TASK TO CARRY OUT –
Report every line in the listing below that contains the string "vegetation", treating uppercase and lowercase as different.

[Labeled region records]

####################

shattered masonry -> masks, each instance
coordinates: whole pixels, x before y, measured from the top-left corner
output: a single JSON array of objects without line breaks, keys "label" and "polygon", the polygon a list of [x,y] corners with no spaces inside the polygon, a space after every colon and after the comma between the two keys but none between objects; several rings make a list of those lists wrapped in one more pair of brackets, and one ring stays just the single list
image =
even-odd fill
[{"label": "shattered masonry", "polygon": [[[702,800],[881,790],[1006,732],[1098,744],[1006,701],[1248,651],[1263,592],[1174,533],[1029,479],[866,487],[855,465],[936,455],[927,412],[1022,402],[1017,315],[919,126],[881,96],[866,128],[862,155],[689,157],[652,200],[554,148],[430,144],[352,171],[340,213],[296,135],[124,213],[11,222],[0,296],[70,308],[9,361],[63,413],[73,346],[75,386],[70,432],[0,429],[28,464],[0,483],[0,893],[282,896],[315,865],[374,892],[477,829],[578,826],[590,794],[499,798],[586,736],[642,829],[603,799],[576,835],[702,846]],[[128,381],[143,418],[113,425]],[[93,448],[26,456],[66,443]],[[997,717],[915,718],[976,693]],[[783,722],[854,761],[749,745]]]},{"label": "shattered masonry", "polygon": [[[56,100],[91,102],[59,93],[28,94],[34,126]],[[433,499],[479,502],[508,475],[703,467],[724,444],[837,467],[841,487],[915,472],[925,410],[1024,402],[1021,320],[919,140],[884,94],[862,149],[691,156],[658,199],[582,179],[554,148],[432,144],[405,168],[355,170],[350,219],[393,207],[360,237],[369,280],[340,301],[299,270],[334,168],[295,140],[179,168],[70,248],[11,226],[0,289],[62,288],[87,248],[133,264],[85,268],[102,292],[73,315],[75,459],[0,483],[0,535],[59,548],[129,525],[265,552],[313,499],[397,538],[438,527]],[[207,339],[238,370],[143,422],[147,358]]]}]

####################

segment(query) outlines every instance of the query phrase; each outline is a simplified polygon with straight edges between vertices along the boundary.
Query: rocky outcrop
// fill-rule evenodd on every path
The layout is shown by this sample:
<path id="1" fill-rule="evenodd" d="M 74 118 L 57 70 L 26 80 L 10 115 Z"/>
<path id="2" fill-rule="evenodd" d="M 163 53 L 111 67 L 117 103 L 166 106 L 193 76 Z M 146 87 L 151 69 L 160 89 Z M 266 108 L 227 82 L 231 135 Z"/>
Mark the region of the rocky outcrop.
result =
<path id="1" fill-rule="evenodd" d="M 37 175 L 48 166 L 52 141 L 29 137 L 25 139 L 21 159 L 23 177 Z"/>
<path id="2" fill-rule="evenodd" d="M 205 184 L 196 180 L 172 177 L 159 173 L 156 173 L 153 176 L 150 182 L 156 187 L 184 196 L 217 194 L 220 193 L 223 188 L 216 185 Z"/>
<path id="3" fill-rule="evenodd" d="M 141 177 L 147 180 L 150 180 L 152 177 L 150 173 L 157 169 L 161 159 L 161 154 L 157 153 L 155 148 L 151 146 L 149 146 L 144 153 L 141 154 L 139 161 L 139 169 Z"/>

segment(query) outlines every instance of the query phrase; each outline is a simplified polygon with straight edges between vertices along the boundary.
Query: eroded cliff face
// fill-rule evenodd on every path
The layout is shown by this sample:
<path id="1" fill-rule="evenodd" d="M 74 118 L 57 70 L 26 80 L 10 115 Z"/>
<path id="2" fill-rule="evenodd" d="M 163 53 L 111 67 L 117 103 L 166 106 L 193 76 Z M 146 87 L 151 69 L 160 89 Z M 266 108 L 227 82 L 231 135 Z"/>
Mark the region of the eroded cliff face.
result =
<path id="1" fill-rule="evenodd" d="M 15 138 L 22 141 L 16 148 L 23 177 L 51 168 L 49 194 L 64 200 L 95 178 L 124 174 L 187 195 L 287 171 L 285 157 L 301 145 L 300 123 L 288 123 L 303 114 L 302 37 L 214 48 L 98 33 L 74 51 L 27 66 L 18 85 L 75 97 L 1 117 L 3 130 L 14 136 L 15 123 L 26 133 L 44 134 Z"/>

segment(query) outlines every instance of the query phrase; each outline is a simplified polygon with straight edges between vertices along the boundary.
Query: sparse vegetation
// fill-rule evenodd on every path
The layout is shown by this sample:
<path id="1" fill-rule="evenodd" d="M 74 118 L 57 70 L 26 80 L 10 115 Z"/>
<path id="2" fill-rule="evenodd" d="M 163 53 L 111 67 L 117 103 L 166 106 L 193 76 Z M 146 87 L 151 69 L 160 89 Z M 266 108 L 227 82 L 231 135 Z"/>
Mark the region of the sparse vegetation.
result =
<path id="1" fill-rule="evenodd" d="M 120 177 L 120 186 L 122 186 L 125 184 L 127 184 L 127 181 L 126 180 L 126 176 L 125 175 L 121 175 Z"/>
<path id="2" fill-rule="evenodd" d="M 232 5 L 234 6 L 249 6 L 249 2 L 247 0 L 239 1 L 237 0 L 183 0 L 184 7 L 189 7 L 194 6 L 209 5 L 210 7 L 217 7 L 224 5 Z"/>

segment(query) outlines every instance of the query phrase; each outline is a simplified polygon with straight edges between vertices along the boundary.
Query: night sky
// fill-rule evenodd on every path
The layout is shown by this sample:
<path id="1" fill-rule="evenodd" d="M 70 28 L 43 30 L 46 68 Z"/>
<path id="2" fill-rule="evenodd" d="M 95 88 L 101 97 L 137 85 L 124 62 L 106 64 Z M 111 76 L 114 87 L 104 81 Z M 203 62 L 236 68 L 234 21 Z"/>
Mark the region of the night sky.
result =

####################

TASK SOLUTION –
Query: sparse vegetation
Mark the region of the sparse vegetation.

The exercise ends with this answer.